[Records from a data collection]
□ □ □

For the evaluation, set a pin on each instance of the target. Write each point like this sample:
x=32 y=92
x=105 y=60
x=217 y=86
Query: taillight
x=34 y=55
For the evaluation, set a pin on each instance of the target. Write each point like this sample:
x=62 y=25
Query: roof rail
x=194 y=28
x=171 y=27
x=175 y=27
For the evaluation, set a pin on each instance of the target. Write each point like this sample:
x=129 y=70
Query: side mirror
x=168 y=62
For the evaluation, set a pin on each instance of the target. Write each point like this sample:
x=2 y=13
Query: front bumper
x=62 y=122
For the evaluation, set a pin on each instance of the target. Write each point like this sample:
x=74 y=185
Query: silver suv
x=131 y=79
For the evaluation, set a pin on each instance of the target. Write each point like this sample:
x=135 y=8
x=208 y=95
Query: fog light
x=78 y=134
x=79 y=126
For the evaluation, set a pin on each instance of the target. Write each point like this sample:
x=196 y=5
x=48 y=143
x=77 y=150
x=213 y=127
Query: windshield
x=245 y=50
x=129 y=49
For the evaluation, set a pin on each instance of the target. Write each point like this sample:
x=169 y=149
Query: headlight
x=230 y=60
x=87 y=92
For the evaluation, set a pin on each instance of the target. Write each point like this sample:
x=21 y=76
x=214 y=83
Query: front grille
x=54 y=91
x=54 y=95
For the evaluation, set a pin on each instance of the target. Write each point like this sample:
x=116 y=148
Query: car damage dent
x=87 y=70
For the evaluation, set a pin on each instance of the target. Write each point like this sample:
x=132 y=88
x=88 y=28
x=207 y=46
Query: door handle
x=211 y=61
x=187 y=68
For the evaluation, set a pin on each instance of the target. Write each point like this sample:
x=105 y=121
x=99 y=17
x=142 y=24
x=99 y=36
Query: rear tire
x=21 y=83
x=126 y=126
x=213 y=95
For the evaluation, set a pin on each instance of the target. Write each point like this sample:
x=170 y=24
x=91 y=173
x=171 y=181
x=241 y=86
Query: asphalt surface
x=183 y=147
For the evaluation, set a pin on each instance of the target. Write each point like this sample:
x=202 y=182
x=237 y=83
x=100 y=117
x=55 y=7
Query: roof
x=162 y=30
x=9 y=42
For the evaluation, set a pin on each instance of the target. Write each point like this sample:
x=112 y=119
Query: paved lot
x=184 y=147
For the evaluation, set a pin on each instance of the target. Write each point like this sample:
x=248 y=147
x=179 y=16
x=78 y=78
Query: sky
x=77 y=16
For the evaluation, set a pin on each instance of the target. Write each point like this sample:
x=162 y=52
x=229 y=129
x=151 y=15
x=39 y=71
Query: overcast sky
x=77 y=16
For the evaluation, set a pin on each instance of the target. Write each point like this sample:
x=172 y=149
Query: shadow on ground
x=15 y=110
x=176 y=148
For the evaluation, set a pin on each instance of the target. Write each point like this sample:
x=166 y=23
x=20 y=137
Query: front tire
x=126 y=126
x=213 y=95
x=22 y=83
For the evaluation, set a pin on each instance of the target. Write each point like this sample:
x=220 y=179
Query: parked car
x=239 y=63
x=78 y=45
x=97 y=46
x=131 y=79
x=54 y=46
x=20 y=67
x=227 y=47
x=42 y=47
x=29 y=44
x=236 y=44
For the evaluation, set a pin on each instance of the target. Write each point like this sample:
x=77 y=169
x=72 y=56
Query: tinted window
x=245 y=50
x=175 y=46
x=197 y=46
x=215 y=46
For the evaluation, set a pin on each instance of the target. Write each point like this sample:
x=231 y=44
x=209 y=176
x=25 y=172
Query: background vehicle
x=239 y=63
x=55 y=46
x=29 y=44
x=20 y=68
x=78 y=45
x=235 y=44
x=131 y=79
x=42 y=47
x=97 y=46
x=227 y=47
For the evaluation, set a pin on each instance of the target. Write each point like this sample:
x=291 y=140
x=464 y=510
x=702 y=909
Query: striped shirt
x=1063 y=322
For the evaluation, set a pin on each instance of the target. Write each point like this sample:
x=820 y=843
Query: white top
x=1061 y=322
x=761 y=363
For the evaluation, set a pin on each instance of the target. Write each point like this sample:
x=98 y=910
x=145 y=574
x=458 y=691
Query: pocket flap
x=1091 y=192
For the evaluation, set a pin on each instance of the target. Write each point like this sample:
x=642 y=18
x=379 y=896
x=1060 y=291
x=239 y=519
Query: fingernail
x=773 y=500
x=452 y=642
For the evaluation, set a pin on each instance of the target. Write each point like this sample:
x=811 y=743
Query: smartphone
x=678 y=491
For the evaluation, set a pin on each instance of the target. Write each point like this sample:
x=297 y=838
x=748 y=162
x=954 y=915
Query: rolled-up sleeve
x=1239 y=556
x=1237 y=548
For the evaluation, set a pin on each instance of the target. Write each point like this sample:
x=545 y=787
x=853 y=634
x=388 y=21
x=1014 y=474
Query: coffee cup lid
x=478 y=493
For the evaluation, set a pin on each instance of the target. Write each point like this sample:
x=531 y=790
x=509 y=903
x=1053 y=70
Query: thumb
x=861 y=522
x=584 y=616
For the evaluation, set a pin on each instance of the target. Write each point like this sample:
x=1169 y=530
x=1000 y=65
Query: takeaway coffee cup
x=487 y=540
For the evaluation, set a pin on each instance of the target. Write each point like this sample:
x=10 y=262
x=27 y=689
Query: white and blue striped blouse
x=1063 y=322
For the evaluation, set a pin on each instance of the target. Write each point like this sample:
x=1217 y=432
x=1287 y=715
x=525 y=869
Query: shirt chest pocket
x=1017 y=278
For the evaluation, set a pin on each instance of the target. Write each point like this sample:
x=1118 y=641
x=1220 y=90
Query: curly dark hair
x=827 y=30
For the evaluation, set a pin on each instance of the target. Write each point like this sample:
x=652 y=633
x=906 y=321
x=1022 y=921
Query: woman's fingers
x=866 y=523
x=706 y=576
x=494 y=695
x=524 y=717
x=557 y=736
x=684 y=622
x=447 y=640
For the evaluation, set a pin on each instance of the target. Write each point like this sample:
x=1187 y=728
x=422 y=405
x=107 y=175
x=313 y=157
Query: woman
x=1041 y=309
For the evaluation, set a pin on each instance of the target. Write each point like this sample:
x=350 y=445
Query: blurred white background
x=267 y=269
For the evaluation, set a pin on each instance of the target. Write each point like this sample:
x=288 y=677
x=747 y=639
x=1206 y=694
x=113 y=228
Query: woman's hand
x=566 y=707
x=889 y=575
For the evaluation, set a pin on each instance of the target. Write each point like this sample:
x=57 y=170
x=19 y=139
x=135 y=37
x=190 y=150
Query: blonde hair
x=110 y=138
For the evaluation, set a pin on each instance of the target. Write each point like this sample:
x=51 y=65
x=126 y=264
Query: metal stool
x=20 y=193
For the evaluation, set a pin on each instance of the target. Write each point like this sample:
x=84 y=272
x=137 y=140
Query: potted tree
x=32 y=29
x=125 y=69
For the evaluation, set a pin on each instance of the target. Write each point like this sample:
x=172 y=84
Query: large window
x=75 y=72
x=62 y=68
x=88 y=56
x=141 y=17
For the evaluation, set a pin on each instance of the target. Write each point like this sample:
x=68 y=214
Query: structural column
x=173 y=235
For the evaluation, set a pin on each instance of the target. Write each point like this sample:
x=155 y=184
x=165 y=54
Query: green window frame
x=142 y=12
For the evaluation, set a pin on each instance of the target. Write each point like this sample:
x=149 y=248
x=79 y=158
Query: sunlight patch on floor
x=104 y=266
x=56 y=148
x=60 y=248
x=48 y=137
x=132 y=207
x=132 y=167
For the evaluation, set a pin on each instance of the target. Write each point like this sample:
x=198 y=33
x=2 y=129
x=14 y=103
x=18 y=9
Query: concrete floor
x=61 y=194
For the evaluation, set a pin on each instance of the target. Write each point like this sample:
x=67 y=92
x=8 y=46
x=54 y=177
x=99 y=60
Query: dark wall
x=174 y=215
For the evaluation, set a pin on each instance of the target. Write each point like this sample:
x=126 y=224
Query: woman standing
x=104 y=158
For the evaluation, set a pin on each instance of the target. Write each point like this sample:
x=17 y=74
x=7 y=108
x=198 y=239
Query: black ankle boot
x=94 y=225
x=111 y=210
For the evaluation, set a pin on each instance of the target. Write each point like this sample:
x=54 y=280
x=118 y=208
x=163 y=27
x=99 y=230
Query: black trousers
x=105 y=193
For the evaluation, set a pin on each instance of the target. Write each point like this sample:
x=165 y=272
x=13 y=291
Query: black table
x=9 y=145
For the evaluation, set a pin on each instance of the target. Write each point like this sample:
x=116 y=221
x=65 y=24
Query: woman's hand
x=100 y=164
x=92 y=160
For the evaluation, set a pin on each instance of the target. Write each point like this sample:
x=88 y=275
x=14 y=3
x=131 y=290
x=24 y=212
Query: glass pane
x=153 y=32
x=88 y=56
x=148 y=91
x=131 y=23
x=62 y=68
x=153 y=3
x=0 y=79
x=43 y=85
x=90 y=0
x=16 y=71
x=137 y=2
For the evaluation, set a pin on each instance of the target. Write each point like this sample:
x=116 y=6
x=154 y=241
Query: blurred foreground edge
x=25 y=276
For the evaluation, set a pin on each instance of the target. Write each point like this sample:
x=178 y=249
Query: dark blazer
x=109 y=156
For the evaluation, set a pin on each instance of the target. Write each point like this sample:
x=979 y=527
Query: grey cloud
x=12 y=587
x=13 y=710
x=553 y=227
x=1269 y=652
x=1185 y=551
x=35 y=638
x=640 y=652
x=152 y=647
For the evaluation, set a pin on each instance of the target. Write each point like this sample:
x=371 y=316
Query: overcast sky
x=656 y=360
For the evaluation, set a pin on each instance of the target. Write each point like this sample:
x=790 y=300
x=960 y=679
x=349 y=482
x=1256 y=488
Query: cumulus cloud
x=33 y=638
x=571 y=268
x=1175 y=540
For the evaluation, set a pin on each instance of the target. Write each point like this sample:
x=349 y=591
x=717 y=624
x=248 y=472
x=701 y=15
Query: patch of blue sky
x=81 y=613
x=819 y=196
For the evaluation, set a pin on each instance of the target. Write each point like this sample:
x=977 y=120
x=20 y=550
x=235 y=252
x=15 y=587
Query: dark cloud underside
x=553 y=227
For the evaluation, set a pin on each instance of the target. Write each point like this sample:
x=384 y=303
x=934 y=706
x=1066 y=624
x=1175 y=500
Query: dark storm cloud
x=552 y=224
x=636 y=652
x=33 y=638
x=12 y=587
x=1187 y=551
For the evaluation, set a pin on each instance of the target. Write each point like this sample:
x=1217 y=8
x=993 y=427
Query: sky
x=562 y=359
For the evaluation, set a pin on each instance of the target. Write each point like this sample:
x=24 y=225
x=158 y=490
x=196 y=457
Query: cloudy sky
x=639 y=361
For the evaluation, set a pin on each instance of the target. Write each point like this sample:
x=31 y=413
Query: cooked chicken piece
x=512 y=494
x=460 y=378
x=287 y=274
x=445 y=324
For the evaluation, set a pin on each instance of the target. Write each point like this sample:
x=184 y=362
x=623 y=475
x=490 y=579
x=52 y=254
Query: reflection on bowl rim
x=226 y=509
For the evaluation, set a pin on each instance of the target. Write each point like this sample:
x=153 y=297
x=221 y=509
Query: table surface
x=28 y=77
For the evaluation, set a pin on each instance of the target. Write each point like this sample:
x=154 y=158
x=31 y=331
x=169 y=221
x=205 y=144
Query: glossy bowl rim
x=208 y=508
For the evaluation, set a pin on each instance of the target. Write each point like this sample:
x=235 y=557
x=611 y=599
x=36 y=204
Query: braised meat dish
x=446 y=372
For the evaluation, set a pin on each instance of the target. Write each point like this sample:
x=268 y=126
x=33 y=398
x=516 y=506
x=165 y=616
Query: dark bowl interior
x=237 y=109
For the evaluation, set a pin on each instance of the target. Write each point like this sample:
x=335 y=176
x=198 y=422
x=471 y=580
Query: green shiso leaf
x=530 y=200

□ □ □

Lay out the material as a numbered list, starting at its first line and stopping after the line that contains "x=183 y=147". Include both of those lines and leave out any blank lines.

■ **RIGHT ANSWER**:
1. For the evaluation, set a pin on each instance of the target. Write each point like this sample:
2. x=32 y=92
3. x=105 y=60
4. x=217 y=86
5. Query: taillight
6. x=34 y=55
7. For the evaluation, set a pin on each instance of the target. Write each point like this sample:
8. x=62 y=25
9. Query: roof rail
10. x=194 y=28
11. x=171 y=27
12. x=175 y=27
13. For the evaluation, set a pin on each instance of the target. Write each point like this sample:
14. x=129 y=70
15. Query: side mirror
16. x=168 y=62
17. For the evaluation, set a pin on each instance of the target. Write each point like this sample:
18. x=2 y=13
19. Query: front bumper
20. x=62 y=122
21. For the evaluation, set a pin on each instance of the target. Write each point like this sample:
22. x=74 y=185
23. Query: silver suv
24. x=131 y=79
25. For the evaluation, set a pin on each instance of the target. Write each point like this sample:
26. x=135 y=8
27. x=208 y=95
28. Query: fog light
29. x=78 y=134
30. x=79 y=126
31. For the evaluation, set a pin on each instance of the target. Write each point like this sample:
32. x=196 y=5
33. x=48 y=143
34. x=77 y=150
35. x=213 y=127
36. Query: windshield
37. x=245 y=50
38. x=129 y=49
39. For the evaluation, set a pin on each instance of the target. Write each point like this sample:
40. x=169 y=149
41. Query: headlight
42. x=230 y=60
43. x=87 y=92
44. For the evaluation, set a pin on each instance of the target. Write each point like this sample:
45. x=21 y=76
46. x=214 y=83
47. Query: front grille
48. x=54 y=91
49. x=54 y=95
50. For the evaluation, set a pin on each instance of the target. Write each point like this sample:
51. x=116 y=148
52. Query: car damage dent
53. x=87 y=70
54. For the evaluation, set a pin on each instance of the target. Write each point like this sample:
55. x=132 y=88
56. x=88 y=28
57. x=207 y=46
58. Query: door handle
59. x=211 y=61
60. x=187 y=68
61. For the evaluation, set a pin on each instance of the target. Write each point like this sample:
62. x=105 y=121
63. x=99 y=17
64. x=142 y=24
65. x=99 y=36
66. Query: rear tire
67. x=21 y=83
68. x=126 y=126
69. x=213 y=95
70. For the evaluation, set a pin on each instance of the target. Write each point like this sample:
71. x=170 y=24
72. x=91 y=173
73. x=171 y=181
74. x=241 y=86
75. Query: asphalt surface
76. x=183 y=147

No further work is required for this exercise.